:: Your instructions ::
Rewrite the stretch of data from the line containing "seg: wooden fence post" through the line containing "62], [106, 60]]]", changing "ring rule" to "fill rule" and keeping everything else the same.

════

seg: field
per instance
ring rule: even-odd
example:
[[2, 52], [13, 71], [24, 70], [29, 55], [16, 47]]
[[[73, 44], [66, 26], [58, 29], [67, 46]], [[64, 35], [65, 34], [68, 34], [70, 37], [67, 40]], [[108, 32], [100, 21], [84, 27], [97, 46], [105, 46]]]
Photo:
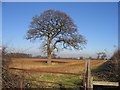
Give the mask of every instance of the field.
[[[85, 71], [85, 61], [86, 60], [77, 60], [77, 59], [52, 59], [52, 64], [48, 65], [46, 63], [47, 59], [38, 59], [38, 58], [12, 58], [12, 63], [10, 64], [10, 68], [19, 68], [26, 69], [31, 71], [46, 71], [46, 72], [66, 72], [66, 73], [76, 73], [76, 74], [84, 74]], [[106, 60], [91, 60], [91, 68], [97, 68], [101, 64], [106, 62]], [[14, 73], [18, 73], [16, 70]], [[20, 73], [20, 72], [19, 72]], [[75, 75], [64, 75], [64, 74], [50, 74], [50, 73], [40, 73], [40, 72], [31, 72], [24, 73], [26, 79], [34, 79], [40, 81], [47, 82], [55, 82], [60, 83], [52, 84], [52, 83], [38, 83], [35, 81], [30, 81], [31, 87], [52, 87], [59, 88], [61, 85], [65, 85], [64, 87], [73, 88], [77, 85], [82, 85], [83, 75], [75, 76]], [[76, 86], [74, 86], [76, 85]]]

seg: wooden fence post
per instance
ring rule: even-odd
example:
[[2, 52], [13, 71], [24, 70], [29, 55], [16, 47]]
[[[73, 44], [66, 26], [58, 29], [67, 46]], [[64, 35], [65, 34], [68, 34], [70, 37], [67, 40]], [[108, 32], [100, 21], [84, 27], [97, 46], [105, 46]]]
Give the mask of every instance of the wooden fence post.
[[91, 78], [91, 65], [90, 65], [90, 59], [86, 60], [85, 64], [85, 90], [90, 90], [93, 88], [92, 85], [92, 78]]

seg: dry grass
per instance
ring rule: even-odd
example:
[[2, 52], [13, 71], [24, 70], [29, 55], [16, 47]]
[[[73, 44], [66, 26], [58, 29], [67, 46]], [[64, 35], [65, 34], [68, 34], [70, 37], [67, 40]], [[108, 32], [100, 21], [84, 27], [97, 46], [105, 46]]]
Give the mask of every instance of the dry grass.
[[[52, 59], [53, 63], [47, 65], [41, 61], [46, 61], [47, 59], [37, 59], [37, 58], [12, 58], [12, 64], [9, 66], [11, 68], [21, 68], [30, 70], [45, 70], [45, 71], [63, 71], [80, 73], [85, 69], [85, 60], [72, 60], [72, 59]], [[59, 63], [56, 63], [59, 62]], [[92, 60], [91, 67], [96, 68], [106, 62], [106, 60]]]

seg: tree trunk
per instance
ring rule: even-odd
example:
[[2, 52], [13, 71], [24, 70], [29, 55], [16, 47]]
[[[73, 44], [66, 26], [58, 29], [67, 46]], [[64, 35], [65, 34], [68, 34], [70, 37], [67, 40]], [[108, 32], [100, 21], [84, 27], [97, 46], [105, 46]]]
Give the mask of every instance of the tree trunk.
[[48, 57], [47, 63], [51, 64], [52, 55], [51, 55], [51, 48], [50, 48], [50, 41], [49, 40], [47, 43], [47, 57]]
[[49, 54], [49, 55], [48, 55], [48, 60], [47, 60], [47, 63], [48, 63], [48, 64], [51, 64], [51, 59], [52, 59], [51, 54]]

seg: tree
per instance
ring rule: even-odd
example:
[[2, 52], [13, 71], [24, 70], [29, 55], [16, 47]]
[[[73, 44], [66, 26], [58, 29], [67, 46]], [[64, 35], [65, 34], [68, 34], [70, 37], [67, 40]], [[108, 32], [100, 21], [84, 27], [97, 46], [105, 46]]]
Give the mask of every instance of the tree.
[[34, 16], [26, 35], [27, 40], [44, 40], [47, 48], [48, 63], [51, 63], [52, 53], [62, 48], [80, 50], [86, 44], [85, 38], [78, 33], [73, 20], [64, 12], [47, 10], [39, 16]]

════

:: Exercise output ::
seg: wooden fence post
per instance
fill rule: even-odd
example:
[[2, 52], [13, 71], [24, 70], [29, 55], [16, 47]]
[[[73, 44], [66, 26], [58, 29], [67, 46]], [[64, 35], [65, 34], [68, 34], [70, 37], [67, 40]], [[108, 32], [100, 21], [84, 27], [97, 46], [105, 46]]]
Give the mask of every instance of the wooden fence post.
[[91, 78], [91, 65], [90, 65], [90, 59], [86, 60], [85, 64], [85, 90], [90, 90], [93, 88], [92, 85], [92, 78]]

seg: dry grass
per instance
fill rule: even-odd
example:
[[2, 52], [13, 71], [24, 70], [29, 55], [16, 47]]
[[[73, 44], [66, 26], [58, 29], [67, 46]], [[64, 35], [65, 34], [68, 34], [70, 37], [67, 40]], [[108, 32], [100, 21], [84, 27], [97, 46], [105, 46]]]
Give the mask of every instance of the dry grass.
[[[52, 59], [53, 63], [47, 65], [41, 61], [46, 61], [47, 59], [37, 59], [37, 58], [12, 58], [12, 64], [9, 66], [11, 68], [21, 68], [30, 70], [45, 70], [45, 71], [63, 71], [80, 73], [85, 69], [85, 60], [72, 60], [72, 59]], [[59, 63], [56, 63], [59, 62]], [[92, 60], [91, 67], [96, 68], [106, 62], [106, 60]]]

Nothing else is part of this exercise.